## Complete the following
1. Swap "vertex pairs" for "coordinate pairs" in the rows, beginning at the line that has "Trace the outline of every instance of the robin" and stopping after the last row, with all else left unchanged. Give only those rows.
2. Proceed with the passage on forecast verification scores and statistical inference from the point where it stops.

## Text segment
########

Calculation of a verification score from a sample of forecasts and verification data should usually be only a first step. It should ideally be followed by some form of statistical inference. Even if the quality of forecasts remains constant, sampling variability means that a later sample of data will give a different value for the score, so the value of a score cannot be viewed in isolation, without some idea of its sampling variation. Most scores have an underlying "population" value and the calculated score can be viewed as a (point) estimate of this population parameter. It is good practice, where possible, to find a confidence interval for this parameter - an interval that has a pre-specified high probability of including the true value of the parameter. To do so we need to know the sampling distribution of the sample score. Sometimes this can be approximated by a tractable distribution, such as a Gaussian distribution. On other occasions a non-parametric, or resampling approach, such as the bootstrap is needed.

It is important not to confuse the idea of a confidence interval for a population parameter with that of a prediction interval. The latter makes statements about likely values of a sample quantity, given assumptions about the underlying population; both can be useful in inference.

An alternative to interval estimation (constructing confidence intervals) is to test hypotheses. The most usual null hypotheses of interest are:

• The population value of a verification score for a forecasting system is that corresponding to some reference forecast and hence represents zero skill.
• The population values of a verification score are the same for two forecasting systems.

########

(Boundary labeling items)
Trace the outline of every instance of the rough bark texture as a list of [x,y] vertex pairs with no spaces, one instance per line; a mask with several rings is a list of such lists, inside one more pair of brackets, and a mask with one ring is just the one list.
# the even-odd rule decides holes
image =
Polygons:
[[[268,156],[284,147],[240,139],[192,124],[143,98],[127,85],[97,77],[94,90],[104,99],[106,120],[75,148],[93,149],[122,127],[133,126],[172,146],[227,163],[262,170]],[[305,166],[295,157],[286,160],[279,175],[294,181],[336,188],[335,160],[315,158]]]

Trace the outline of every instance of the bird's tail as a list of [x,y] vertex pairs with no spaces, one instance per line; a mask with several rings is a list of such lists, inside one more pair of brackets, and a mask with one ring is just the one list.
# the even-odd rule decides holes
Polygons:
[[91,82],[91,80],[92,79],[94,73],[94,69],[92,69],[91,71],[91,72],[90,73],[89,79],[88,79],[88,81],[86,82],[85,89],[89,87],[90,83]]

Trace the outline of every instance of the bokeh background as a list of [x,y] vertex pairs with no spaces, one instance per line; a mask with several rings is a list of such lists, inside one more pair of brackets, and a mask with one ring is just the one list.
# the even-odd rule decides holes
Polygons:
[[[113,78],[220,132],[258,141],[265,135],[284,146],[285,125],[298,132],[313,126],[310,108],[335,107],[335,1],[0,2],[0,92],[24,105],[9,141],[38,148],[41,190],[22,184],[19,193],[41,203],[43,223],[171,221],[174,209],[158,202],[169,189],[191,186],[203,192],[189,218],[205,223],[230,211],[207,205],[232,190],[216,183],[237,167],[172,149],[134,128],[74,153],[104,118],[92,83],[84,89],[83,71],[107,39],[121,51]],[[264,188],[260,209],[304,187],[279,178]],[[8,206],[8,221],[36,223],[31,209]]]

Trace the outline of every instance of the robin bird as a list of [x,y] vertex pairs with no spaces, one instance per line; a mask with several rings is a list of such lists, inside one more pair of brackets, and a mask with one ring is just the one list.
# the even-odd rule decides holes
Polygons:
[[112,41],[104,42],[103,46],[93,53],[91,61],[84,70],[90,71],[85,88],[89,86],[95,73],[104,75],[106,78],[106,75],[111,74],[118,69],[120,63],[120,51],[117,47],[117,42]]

########

## Exercise results
1.
Trace the outline of every instance of the robin bird as a list of [x,y] coordinate pairs with no spaces, one instance per line; a mask with several rings is a list of such lists, inside one more pair of brackets, and a mask with one ring is just the one list.
# the even-odd rule decides holes
Polygons:
[[112,41],[104,42],[103,46],[93,53],[91,61],[84,70],[90,71],[85,88],[89,86],[95,73],[104,75],[106,78],[106,75],[111,74],[118,69],[120,63],[120,51],[117,47],[117,42]]

2.
The alternative hypotheses are usually fairly obvious: the forecasting system has a population verification score better than that of the reference forecasts; a new system has a better population verification score than an old one.

The idea of power is often forgotten in hypothesis testing. The probability of Type I error (rejecting the null hypothesis when it is true) is controlled to be a small number (for example 5%, 1%), but the power (the probability of correctly rejecting the null hypothesis when it is false) is frequently ignored. A test whose power is not much greater than its probability of Type I error is of little use. Power can be used to choose between competing tests of the same null hypothesis.

There is a close link between hypothesis testing, confidence intervals and prediction intervals in many circumstances. A null hypothesis will be rejected if and only if the null value of a population parameter lies outside a corresponding confidence interval, if and only if a sample score value lies outside a corresponding prediction interval.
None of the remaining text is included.